_WRITTEN REQUEST_
Lay out everything from the line containing "white wall in this photo." down to the last line of the entries below as a JSON list of strings, one string per line, with blank lines omitted.

>> start

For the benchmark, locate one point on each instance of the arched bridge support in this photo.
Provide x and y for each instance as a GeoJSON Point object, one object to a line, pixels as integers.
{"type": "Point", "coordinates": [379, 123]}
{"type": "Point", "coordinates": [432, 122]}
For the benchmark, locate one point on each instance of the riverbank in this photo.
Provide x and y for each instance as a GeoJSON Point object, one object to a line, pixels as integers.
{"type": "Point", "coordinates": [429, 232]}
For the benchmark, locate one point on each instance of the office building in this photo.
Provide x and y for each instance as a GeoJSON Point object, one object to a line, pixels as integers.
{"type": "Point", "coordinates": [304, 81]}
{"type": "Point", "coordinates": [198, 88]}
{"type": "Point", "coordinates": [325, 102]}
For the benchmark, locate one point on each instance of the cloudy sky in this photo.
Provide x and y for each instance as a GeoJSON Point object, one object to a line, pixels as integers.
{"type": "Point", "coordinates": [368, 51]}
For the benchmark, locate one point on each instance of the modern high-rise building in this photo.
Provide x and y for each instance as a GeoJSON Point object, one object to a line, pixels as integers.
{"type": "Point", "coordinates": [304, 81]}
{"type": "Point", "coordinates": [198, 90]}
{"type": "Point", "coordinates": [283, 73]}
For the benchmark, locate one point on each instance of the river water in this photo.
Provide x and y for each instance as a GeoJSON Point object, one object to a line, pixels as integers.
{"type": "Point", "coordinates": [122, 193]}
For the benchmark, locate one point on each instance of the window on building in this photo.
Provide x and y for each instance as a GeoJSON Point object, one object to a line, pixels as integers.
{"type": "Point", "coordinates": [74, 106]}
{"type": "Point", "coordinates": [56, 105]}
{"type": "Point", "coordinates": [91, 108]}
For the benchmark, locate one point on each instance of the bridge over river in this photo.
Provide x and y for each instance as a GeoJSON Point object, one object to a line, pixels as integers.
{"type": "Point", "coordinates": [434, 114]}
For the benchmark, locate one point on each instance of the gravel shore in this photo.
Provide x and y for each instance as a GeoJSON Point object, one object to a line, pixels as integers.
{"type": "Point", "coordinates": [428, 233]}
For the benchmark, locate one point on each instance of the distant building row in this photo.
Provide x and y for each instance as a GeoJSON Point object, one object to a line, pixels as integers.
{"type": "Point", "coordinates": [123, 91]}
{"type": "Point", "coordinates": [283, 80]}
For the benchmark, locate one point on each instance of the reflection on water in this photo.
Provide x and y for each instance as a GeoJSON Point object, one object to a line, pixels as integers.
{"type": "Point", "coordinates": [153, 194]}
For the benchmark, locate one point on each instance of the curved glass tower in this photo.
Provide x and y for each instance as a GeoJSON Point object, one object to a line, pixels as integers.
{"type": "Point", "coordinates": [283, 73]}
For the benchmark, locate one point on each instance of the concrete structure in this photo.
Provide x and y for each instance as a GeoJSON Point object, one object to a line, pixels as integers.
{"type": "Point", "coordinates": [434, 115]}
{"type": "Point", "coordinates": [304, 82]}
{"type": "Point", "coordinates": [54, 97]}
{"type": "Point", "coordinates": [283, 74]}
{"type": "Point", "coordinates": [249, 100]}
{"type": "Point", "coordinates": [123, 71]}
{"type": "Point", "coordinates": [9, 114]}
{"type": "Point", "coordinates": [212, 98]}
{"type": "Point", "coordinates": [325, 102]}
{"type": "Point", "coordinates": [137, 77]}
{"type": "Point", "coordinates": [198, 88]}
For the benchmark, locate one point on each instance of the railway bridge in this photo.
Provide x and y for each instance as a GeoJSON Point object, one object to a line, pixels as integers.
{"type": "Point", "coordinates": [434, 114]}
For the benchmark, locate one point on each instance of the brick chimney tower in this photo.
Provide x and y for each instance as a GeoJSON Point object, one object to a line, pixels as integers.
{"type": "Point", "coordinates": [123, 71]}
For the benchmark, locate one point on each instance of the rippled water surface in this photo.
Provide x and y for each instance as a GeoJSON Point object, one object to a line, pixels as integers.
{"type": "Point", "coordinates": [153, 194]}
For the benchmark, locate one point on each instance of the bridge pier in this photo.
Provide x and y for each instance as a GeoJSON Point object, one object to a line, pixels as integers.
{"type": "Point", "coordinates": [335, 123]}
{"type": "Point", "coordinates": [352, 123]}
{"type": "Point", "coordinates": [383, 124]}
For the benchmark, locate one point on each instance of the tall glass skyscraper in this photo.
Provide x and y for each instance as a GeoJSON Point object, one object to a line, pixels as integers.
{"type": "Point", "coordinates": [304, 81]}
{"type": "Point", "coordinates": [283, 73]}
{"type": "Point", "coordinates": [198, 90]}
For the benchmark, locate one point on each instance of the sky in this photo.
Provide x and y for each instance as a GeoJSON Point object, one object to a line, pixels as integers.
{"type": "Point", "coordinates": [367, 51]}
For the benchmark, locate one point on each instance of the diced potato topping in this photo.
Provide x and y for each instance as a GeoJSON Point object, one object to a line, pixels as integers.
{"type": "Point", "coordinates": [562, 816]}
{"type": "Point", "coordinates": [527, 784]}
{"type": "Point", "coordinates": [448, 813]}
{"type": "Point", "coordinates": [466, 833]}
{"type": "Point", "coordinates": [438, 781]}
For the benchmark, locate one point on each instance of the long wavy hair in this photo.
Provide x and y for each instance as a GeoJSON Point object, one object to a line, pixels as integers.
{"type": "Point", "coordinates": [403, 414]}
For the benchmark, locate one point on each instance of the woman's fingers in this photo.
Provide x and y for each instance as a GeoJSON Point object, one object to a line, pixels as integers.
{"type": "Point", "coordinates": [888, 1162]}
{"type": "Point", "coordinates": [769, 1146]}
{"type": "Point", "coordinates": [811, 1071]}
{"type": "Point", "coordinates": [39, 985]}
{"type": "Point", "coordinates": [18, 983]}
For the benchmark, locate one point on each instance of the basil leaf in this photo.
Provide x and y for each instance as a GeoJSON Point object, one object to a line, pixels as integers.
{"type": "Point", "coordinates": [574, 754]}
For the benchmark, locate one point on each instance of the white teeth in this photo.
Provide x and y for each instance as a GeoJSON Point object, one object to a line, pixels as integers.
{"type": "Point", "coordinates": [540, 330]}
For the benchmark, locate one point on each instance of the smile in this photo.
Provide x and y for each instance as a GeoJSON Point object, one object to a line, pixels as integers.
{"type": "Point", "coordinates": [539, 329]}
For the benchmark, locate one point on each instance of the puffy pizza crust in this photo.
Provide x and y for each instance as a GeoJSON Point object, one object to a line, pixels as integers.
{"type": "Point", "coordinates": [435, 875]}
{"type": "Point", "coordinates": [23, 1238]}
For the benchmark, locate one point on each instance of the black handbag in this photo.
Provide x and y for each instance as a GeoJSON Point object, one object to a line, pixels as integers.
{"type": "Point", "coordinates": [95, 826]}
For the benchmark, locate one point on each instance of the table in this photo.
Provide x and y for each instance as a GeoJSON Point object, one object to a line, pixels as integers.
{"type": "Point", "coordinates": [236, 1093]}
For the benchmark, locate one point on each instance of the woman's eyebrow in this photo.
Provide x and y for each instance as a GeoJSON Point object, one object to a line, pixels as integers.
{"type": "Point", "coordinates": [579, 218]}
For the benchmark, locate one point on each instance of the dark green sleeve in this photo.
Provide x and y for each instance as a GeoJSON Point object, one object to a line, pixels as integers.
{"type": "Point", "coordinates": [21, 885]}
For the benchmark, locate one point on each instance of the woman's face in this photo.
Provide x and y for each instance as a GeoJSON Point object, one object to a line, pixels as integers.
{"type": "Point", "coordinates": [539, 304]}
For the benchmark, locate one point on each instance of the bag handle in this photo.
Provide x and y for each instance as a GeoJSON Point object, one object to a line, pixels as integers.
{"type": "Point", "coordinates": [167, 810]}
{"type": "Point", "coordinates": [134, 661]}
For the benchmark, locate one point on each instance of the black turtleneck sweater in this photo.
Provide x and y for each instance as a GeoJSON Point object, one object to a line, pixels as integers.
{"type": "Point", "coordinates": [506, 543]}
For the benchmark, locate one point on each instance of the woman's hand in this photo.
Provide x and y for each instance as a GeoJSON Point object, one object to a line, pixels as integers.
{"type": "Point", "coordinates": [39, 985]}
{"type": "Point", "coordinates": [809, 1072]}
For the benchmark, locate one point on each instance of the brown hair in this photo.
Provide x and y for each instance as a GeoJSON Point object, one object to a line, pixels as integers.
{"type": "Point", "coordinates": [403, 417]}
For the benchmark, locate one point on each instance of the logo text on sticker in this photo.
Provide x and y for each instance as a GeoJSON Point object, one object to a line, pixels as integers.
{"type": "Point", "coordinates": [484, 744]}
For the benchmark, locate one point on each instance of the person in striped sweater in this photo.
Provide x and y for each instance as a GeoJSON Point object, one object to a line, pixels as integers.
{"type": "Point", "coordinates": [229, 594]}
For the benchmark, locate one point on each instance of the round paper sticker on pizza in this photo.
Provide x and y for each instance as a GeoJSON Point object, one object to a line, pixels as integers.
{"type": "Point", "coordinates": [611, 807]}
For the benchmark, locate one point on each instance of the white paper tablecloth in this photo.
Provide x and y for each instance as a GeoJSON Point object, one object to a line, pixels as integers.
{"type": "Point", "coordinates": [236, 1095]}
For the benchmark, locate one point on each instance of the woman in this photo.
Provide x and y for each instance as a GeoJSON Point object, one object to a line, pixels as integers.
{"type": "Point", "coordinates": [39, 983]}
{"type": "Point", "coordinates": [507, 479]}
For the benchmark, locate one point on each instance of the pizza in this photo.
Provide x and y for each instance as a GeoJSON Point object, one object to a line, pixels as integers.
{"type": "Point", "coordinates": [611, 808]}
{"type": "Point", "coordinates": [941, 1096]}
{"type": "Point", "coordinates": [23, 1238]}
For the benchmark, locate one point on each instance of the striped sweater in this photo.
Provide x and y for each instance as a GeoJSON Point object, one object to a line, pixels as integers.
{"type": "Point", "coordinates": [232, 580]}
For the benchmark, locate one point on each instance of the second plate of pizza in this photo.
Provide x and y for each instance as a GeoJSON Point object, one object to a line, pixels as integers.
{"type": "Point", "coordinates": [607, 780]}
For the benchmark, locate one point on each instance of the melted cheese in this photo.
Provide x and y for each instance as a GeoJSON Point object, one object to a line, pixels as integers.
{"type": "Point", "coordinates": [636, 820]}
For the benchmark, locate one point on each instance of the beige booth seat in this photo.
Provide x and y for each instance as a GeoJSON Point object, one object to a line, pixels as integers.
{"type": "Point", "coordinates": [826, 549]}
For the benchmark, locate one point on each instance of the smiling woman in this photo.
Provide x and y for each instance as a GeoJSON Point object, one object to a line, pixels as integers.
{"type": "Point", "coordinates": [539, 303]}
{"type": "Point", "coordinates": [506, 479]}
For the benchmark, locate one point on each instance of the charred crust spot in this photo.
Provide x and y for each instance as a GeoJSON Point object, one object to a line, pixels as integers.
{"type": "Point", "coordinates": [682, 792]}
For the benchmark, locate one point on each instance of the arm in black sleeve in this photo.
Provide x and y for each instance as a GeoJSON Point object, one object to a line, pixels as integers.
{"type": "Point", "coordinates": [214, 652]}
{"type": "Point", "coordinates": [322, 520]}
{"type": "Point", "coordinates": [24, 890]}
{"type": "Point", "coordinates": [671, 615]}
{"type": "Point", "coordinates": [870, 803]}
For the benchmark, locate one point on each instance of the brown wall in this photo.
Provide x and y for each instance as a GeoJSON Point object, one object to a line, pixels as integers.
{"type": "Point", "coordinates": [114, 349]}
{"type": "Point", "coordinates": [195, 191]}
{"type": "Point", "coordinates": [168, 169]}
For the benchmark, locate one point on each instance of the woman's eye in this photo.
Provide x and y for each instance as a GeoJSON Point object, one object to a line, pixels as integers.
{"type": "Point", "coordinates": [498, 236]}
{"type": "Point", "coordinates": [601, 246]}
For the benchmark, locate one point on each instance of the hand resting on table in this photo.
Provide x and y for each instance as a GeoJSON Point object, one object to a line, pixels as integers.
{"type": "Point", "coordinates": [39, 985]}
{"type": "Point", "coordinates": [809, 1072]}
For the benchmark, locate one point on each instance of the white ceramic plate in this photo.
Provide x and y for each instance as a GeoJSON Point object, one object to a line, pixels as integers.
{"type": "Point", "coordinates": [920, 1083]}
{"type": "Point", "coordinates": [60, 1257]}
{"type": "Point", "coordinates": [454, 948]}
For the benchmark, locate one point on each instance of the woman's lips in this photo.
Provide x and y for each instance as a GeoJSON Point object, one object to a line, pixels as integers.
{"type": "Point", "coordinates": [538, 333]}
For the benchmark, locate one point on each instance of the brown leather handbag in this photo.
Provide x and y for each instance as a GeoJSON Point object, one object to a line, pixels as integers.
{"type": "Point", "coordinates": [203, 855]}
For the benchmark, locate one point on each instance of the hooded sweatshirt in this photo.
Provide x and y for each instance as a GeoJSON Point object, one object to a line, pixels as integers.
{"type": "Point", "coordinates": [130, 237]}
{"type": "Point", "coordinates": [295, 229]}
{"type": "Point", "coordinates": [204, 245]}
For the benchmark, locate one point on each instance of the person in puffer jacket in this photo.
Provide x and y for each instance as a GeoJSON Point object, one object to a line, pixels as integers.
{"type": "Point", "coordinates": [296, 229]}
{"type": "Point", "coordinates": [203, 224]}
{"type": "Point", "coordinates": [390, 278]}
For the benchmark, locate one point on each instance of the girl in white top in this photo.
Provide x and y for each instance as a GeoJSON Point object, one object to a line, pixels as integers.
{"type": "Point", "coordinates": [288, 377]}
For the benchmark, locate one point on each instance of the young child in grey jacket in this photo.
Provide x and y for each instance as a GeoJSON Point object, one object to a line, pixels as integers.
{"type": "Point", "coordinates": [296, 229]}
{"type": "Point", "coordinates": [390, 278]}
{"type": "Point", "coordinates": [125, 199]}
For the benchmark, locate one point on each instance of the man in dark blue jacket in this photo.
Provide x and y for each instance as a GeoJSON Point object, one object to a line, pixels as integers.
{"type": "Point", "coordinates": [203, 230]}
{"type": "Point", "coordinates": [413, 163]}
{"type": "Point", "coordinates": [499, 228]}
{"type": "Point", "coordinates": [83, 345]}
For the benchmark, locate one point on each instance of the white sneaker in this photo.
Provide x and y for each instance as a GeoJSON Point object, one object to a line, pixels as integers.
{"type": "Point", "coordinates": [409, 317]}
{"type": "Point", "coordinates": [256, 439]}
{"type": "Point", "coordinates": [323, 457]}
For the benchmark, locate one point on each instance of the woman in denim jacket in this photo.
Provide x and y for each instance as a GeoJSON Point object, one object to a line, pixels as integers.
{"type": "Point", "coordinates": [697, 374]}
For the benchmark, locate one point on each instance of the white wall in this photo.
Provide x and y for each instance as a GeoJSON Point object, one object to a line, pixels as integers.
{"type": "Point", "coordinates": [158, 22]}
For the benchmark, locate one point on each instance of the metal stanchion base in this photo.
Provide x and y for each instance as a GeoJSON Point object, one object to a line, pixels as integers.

>> end

_EXERCISE ANSWER_
[
  "For the benchmark, locate one point on each instance of the white wall in this photo.",
  "Provide x and y for each instance as a GeoJSON Point object, one object to a line, pixels as integers.",
  "{\"type\": \"Point\", \"coordinates\": [158, 22]}",
  "For the benchmark, locate one point on each instance of the metal stanchion base in this photo.",
  "Provide x and y for each instance as a GeoJSON Point object, one object to a line, pixels as integers."
]